TASK ITEM:
Only the lines holding "parsley" are wanted here; copy each from the listing.

[Start of section]

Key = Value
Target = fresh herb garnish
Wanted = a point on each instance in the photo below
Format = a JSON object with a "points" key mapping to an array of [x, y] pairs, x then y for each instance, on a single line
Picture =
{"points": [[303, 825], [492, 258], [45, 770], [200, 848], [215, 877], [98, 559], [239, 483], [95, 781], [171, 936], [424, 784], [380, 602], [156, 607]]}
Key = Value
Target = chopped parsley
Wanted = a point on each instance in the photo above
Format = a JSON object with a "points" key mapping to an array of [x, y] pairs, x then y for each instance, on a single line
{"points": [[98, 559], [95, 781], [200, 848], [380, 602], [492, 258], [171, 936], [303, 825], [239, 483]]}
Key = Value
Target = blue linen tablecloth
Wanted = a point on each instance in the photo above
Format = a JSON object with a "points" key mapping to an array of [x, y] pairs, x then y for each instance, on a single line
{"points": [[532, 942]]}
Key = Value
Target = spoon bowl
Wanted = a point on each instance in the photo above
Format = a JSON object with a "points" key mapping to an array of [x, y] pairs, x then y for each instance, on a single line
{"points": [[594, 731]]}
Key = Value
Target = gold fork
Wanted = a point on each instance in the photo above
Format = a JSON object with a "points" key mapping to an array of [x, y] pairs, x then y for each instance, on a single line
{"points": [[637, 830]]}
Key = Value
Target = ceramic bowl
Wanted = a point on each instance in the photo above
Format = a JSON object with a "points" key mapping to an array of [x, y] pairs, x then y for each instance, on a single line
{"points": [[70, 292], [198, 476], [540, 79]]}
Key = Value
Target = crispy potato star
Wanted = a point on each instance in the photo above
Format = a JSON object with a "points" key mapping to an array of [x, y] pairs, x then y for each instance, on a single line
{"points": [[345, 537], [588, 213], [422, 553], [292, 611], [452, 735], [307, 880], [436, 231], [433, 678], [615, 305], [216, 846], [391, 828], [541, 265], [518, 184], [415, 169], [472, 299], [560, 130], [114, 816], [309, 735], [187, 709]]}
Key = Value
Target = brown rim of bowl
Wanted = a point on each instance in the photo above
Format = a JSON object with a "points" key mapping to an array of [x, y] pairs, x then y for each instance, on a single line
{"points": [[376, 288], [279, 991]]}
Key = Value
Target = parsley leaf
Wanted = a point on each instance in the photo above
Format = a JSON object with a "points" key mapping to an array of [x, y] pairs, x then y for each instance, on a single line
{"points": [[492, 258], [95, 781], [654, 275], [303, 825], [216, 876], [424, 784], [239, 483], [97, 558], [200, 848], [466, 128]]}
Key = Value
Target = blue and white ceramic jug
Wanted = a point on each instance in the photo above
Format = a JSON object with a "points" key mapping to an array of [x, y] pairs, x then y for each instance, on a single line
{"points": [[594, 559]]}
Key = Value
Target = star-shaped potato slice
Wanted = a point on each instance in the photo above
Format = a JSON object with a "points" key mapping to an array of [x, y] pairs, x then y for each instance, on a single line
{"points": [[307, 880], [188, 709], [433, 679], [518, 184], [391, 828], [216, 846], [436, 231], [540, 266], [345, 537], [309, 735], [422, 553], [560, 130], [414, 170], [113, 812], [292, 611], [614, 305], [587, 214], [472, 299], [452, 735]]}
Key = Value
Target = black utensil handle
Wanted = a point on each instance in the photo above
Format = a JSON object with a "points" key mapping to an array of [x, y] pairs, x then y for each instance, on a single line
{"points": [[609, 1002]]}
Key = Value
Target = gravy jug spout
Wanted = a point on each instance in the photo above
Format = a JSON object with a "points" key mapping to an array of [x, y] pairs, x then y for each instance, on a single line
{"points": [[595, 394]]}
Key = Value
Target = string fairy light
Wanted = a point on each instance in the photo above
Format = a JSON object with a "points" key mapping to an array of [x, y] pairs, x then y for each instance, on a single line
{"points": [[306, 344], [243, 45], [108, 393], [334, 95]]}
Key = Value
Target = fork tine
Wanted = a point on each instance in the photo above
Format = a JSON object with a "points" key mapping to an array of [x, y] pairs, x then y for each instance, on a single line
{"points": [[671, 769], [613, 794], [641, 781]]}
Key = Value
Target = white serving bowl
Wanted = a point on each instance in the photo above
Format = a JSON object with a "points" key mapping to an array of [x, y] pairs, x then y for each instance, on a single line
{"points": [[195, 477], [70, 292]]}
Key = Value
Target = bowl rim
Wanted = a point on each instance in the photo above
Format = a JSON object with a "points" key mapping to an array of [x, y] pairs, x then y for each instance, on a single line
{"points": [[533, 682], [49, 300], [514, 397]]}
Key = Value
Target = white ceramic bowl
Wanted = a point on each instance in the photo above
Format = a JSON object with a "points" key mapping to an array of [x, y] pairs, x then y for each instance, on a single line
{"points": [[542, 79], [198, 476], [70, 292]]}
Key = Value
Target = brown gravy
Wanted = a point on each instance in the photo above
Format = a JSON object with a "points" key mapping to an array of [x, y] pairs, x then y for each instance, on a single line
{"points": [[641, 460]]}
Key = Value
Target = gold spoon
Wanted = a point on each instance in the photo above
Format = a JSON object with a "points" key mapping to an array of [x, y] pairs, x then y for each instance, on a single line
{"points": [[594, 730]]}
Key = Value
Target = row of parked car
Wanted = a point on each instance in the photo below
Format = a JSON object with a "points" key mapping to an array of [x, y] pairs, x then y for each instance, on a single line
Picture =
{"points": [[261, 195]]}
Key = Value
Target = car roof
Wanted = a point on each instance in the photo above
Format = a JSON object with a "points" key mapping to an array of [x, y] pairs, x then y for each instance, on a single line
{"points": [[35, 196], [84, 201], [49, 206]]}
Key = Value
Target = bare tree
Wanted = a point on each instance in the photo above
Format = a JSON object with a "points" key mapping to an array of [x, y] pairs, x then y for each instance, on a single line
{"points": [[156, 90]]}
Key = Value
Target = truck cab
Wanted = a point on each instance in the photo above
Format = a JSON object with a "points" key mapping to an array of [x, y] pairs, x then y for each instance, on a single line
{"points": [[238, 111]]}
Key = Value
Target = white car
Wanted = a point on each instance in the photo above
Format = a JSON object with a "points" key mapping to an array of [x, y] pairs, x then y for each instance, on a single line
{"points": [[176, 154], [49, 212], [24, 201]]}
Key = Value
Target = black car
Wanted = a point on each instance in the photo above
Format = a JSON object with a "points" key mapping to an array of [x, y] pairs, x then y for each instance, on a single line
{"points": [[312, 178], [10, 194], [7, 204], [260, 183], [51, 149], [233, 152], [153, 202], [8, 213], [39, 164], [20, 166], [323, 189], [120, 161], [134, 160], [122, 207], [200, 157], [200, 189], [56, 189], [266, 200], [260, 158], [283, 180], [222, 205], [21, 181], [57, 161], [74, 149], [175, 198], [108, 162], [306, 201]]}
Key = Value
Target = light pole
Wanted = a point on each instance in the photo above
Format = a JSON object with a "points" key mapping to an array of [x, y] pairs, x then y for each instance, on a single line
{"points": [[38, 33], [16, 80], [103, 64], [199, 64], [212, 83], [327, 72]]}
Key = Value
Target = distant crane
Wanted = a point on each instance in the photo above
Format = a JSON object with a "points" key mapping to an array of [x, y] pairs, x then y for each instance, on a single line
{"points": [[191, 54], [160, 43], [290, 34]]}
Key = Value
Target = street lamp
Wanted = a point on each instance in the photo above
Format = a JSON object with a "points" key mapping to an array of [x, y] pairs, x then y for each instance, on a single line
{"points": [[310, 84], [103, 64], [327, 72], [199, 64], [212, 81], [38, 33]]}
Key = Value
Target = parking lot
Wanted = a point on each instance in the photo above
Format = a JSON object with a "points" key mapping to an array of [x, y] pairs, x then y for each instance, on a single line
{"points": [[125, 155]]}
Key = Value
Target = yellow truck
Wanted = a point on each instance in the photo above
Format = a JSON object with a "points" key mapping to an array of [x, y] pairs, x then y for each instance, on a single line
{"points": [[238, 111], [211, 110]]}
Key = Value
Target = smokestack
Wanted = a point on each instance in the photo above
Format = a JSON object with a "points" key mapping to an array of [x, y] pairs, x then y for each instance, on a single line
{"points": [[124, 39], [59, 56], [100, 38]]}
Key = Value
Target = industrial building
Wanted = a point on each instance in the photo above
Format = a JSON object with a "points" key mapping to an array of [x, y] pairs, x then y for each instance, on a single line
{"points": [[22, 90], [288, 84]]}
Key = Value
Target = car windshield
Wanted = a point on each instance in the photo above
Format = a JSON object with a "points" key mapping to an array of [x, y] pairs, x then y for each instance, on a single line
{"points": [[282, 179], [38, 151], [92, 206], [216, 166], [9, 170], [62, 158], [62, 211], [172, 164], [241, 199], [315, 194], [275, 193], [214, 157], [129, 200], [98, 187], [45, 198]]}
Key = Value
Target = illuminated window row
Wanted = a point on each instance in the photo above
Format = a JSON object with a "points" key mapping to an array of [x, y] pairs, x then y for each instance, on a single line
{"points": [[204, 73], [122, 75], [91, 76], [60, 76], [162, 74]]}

[End of section]

WRITTEN RESPONSE:
Target = chopped parsley
Target = parsley leaf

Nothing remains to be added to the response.